文档
一、概述
系统进入suspended或进程被加入到cgroup冻结或解冻分组,用户进程和部分内核线程被冻结后,会剥夺执行cpu资源,解冻或唤醒后恢复正常。
二、进程冻结与解冻原理
2.1 进程冻结
用户进程和内核线程冻结的基本流程:
内核态线程可直接唤醒执行冻结操作,用户进程则需要在其返回到用户态时才能执行冻结操作。这是因为若其在内核态执行时被冻结,若其正好持有一些锁,则可能会导致死锁。为此,内核通过了一个比较巧妙的方式实现了冻结流程。它首先为该进程设置了一个信号pending标志TIF_SIGPENDING,但并不向该进程发送实际的信号,然后通过ipi唤醒该进程执行。由于ipi会进行进程内核的中断处理流程,当其处理完成后,会调用ret_to_user函数返回用户态,而该函数会调用信号处理函数检查是否有pending的中断需要处理,由于先前已经设置了信号的pending标志,因此会执行信号处理流程。此时,会发现进程冻结相关的全局变量已设置,故进程将执行冻结流程。
2.1.1 冻结用户进程
int freeze_processes(void)
{
int error;
error = __usermodehelper_disable(UMH_FREEZING);
if (error)
return error;
/* Make sure this task doesn't get frozen */
current->flags |= PF_SUSPEND_TASK;
if (!pm_freezing)
atomic_inc(&system_freezing_cnt);
pm_wakeup_clear(0);
pr_info("%s:Freezing user space processes ... ", STR_KERNEL_LOG_ENTER);
pm_freezing = true;
// true表示用户进程
error = try_to_freeze_tasks(true);
if (!error) {
__usermodehelper_set_disable_depth(UMH_DISABLED);
pr_cont("done.");
}
pr_cont("\n");
BUG_ON(in_atomic());
/*
* Now that the whole userspace is frozen we need to disable
* the OOM killer to disallow any further interference with
* killable tasks. There is no guarantee oom victims will
* ever reach a point they go away we have to wait with a timeout.

已知信息
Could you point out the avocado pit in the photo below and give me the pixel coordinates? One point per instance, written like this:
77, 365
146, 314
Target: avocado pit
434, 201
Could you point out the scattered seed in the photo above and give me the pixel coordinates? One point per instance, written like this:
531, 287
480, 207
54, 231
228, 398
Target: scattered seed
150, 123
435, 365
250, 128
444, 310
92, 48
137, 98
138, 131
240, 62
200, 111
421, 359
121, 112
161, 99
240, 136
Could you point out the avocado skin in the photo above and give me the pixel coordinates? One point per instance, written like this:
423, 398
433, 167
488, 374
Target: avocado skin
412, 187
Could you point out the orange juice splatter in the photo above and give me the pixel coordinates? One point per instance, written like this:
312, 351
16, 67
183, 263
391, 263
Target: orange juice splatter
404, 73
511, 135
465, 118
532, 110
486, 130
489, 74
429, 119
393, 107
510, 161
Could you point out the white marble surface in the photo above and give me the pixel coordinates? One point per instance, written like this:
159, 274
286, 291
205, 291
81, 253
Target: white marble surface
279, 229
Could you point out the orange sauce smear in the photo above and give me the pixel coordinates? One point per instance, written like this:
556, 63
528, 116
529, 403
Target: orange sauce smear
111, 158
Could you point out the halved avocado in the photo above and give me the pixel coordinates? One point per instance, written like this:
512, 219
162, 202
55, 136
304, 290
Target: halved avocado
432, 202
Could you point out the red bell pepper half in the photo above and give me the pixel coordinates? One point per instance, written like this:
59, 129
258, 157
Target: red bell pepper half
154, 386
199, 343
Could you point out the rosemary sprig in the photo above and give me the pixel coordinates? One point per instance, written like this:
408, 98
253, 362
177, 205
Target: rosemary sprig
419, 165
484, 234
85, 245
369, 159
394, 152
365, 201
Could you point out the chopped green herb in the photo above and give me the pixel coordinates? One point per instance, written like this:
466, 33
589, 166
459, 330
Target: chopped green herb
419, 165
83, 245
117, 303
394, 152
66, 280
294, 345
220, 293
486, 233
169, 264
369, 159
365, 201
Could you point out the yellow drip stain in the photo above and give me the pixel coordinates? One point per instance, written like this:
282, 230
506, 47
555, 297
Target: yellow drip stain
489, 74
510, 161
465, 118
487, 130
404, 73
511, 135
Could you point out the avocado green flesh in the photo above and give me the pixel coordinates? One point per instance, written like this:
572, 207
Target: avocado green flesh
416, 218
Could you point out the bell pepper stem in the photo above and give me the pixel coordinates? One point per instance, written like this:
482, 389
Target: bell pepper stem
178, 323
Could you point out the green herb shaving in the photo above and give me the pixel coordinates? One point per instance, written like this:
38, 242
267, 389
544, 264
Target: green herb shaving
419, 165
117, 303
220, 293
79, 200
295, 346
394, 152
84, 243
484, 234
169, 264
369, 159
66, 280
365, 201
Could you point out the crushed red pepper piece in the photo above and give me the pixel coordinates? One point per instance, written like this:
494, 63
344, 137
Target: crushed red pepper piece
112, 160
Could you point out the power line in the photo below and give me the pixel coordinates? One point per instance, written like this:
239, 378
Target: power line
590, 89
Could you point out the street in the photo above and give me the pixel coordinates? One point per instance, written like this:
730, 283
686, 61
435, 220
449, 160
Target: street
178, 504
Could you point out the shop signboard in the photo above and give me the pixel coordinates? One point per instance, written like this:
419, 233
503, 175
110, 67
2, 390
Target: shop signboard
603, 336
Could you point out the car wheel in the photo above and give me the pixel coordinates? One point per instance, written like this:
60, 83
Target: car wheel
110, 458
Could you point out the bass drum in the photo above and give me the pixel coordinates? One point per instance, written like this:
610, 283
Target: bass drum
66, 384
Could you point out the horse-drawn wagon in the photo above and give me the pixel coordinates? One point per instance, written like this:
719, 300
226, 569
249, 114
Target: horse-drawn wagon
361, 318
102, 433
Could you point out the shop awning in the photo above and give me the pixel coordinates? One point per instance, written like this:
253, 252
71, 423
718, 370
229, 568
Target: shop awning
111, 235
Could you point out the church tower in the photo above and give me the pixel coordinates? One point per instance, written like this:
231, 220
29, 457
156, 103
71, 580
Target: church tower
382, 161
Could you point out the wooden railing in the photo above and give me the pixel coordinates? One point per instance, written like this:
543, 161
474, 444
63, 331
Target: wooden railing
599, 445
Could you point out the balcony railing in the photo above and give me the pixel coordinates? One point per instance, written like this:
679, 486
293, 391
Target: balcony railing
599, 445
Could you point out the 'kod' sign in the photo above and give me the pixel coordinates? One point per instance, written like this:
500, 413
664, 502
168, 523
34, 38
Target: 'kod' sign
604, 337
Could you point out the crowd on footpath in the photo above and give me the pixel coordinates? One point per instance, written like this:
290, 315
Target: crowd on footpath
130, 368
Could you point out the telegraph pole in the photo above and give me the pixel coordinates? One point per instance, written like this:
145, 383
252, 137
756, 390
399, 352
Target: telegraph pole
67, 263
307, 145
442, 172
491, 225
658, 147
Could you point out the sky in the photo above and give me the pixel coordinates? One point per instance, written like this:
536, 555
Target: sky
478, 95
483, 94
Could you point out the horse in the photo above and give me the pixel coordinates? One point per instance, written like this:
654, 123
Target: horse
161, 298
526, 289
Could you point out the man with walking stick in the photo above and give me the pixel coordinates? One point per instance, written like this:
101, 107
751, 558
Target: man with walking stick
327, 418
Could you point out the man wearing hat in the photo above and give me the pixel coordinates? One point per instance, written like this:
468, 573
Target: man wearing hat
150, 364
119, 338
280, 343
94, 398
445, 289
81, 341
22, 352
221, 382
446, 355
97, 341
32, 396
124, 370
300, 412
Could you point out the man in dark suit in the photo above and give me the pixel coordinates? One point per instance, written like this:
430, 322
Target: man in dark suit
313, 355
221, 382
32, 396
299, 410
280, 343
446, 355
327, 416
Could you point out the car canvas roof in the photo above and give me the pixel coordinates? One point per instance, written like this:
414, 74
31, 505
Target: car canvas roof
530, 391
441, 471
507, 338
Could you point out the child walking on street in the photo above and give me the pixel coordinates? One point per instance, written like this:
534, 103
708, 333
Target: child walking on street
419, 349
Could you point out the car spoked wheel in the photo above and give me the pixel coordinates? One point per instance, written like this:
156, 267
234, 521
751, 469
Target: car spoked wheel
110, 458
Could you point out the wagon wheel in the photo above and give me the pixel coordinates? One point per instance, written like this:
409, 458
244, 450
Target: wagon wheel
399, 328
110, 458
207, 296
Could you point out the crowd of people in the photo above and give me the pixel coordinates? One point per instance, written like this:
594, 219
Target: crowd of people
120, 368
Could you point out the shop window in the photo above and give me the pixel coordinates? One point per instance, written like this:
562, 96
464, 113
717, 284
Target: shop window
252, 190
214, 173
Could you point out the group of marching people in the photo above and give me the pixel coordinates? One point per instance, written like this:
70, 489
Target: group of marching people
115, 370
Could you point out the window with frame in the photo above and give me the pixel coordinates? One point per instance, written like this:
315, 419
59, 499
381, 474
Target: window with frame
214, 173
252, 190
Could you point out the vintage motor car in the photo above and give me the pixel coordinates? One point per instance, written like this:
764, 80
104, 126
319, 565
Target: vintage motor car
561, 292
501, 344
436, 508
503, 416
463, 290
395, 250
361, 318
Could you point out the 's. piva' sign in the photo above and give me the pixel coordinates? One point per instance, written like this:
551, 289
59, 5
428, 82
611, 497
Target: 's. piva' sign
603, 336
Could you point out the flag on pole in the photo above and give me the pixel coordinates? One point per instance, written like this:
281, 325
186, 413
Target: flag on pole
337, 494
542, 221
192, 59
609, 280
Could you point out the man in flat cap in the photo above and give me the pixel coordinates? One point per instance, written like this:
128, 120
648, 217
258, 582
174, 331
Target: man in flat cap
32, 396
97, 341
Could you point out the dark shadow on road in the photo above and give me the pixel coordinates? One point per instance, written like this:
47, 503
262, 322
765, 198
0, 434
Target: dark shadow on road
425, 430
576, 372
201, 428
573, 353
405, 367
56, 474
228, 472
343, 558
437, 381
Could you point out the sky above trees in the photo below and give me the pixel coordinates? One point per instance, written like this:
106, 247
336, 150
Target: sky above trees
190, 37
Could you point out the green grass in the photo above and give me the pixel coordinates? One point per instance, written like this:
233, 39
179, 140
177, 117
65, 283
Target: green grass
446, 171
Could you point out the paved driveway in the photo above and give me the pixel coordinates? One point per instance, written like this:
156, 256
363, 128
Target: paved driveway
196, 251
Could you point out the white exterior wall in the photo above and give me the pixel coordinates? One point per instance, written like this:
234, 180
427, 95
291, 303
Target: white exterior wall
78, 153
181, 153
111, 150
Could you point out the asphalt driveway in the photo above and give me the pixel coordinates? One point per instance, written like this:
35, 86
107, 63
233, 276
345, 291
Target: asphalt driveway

待解决问题
请把讲进程冻结的文档从"二、进程冻结与解冻原理"起到"int freeze_processes(void)"为止（含这两处）重新写出，并将其中的"进程冻结"换成"任务冻结"。 列表是一份独立的材料，与文档彼此分开。

任务解答
二、任务冻结与解冻原理
2.1 任务冻结
用户进程和内核线程冻结的基本流程:
内核态线程可直接唤醒执行冻结操作,用户进程则需要在其返回到用户态时才能执行冻结操作。这是因为若其在内核态执行时被冻结,若其正好持有一些锁,则可能会导致死锁。为此,内核通过了一个比较巧妙的方式实现了冻结流程。它首先为该进程设置了一个信号pending标志TIF_SIGPENDING,但并不向该进程发送实际的信号,然后通过ipi唤醒该进程执行。由于ipi会进行进程内核的中断处理流程,当其处理完成后,会调用ret_to_user函数返回用户态,而该函数会调用信号处理函数检查是否有pending的中断需要处理,由于先前已经设置了信号的pending标志,因此会执行信号处理流程。此时,会发现任务冻结相关的全局变量已设置,故进程将执行冻结流程。
2.1.1 冻结用户进程
int freeze_processes(void)